**Problema a resolver**
Transcribe del texto sobre la Ciudad de México en la literatura todo lo que va desde "Hay quien dice" hasta "formas de escribirla.", sin alterar ni una palabra.

**Fragmento de lectura**
----------

Lo que distingue a nuestra capital como materia literaria, más allá de su escala física con 9.1 millones de habitantes para este 2025 (o más de 21 millones considerando el área conurbada del Valle de México, según el Consejo Nacional de Población), es su densidad simbólica. Aquí conviven el pasado mexica, la herencia colonial, la modernidad posrevolucionaria y la distopía contemporánea, a veces en los mismos lugares, calles y líneas genealógicas.
Esta enorme complejidad hace que cada obra ambientada en estos rumbos sea también una forma de interpretarla, y es que como dijo Carlos Monsiváis: “La Ciudad de México no es para ser explicada, sino para ser narrada”. Así lo demuestran también autores como José Emilio Pacheco, Elena Poniatowska, Juan Villoro, Maria Luisa Puga o Roberto Bolaño, quienes han hecho de la ciudad un personaje a veces maternal y a veces devorador.
Historias que se desbordan
La CDMX inspira porque no se deja definir nunca por un sólo texto. Aquí lo sublime y lo rutinario coexisten sin conflicto; el ruido puede dar pie a la introspección más profunda; una caminata de apenas quince minutos puede atravesar siglos de historia, capas de identidad y fantasmas que persisten. En sí misma, esa es una forma de literatura: inabarcable y contradictoria.
En la San Rafael, alguien escribe en una libreta mientras espera que la comida esté lista; en la Doctores, un grafitero inscribe versos en persianas metálicas; en Coyoacán, alguien corrige una novela en un café. En los pasillos del Metro, en las esquinas del Centro Histórico, en los bares de Insurgentes, se oyen frases que piden ser convertidas en cuentos, poemas, crónicas. Lo inspirador también está en lo disonante: a veces el tráfico es una forma de meditación forzada y los tianguis son diccionarios vivos. Todo eso es narrable, todo eso pide ser contado, y la muestra es el sinfín de libros que día a día siguen apareciendo.
Hay quien dice que para escribir sobre la CDMX hace falta humor, otros dicen que hace falta rabia. O incluso una especie de resistencia íntima, porque aquí cada quien encuentra su propia versión, y por eso también hay infinitas formas de escribirla.
Letras que nacen del asfalto
La literatura hecha desde esta ciudad no intenta explicarla porque sabe que eso es imposible. La abraza como contradicción. En El vampiro de la colonia Roma, Luis Zapata transforma la urbe en un escenario de deseo y marginalidad, donde los callejones y hoteles de paso son tan importantes como los protagonistas. José Emilio Pacheco, en Las batallas en el desierto, recurre a la nostalgia de un momento histórico en transformación, donde la memoria personal y la historia urbana se entrelazan sin poder separarse del todo.

----------

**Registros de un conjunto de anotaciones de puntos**
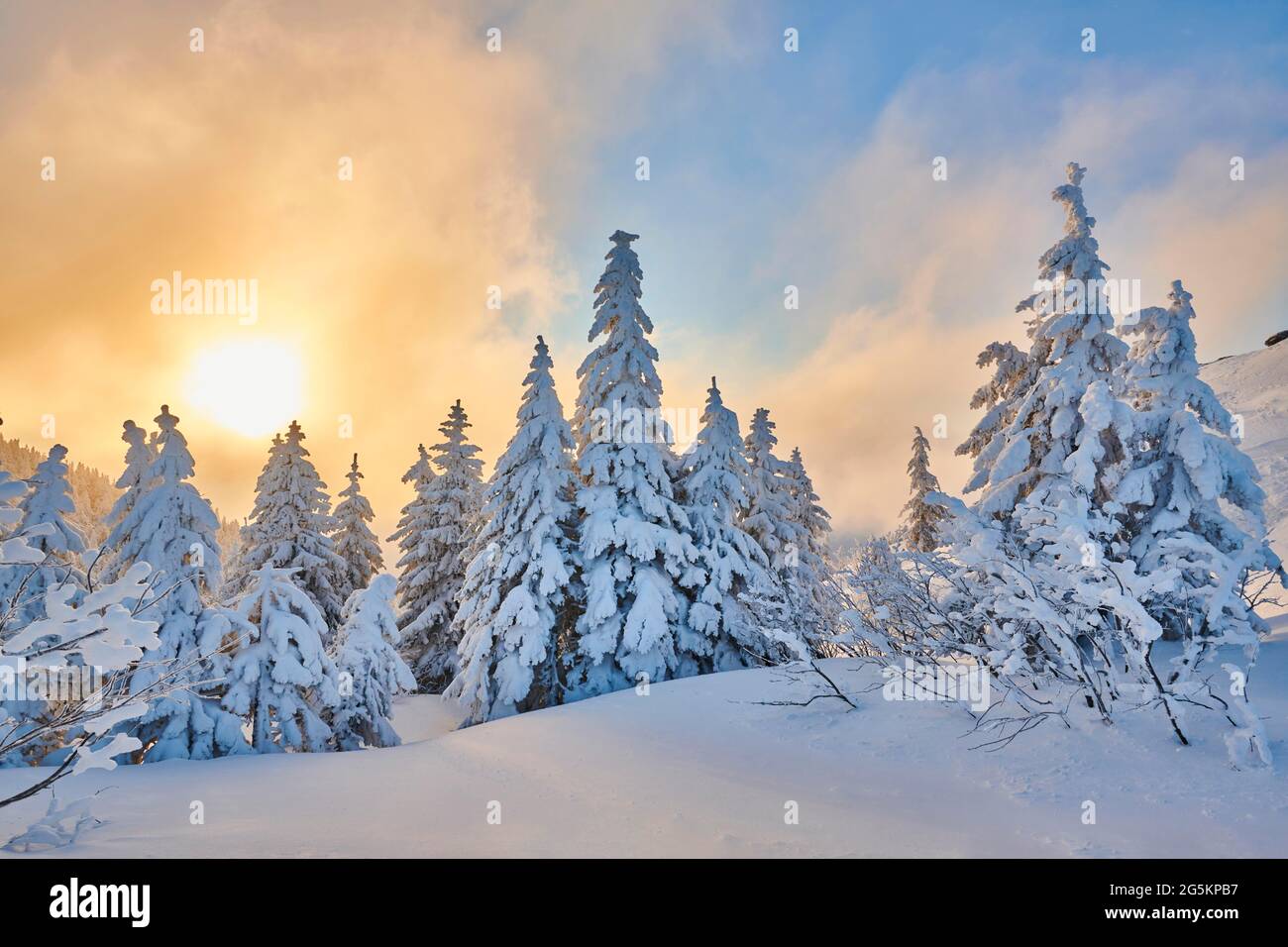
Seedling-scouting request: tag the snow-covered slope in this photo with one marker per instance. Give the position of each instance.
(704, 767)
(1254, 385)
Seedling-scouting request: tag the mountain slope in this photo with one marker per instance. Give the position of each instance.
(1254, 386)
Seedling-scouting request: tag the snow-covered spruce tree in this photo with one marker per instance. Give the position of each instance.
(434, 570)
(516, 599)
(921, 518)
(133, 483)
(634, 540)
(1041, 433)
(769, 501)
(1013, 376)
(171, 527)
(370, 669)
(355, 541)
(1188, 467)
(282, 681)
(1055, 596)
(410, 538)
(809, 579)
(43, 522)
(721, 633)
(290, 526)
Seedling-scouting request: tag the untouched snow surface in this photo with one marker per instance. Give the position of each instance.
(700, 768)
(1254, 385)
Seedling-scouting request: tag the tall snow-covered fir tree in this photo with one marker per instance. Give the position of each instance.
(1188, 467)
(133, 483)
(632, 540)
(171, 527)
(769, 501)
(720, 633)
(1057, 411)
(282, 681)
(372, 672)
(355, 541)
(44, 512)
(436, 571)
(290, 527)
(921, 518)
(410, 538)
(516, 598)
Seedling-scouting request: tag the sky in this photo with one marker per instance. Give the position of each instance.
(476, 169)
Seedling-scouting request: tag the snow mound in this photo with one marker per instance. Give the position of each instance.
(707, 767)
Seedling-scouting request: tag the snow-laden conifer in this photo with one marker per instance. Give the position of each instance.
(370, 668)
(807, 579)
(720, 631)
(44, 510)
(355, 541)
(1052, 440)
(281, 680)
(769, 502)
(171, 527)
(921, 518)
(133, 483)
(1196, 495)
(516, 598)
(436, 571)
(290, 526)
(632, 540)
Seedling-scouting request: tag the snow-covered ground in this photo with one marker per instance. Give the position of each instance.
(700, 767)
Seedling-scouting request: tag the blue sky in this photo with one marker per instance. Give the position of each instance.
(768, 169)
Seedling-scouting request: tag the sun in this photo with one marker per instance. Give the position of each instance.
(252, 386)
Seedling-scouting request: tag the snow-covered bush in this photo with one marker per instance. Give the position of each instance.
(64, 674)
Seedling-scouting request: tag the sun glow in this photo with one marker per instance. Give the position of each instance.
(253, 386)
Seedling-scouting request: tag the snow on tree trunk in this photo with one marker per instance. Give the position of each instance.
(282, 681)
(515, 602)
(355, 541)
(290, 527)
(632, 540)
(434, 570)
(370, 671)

----------

**Solución del problema**
Hay quien dice que para escribir sobre la CDMX hace falta humor, otros dicen que hace falta rabia. O incluso una especie de resistencia íntima, porque aquí cada quien encuentra su propia versión, y por eso también hay infinitas formas de escribirla.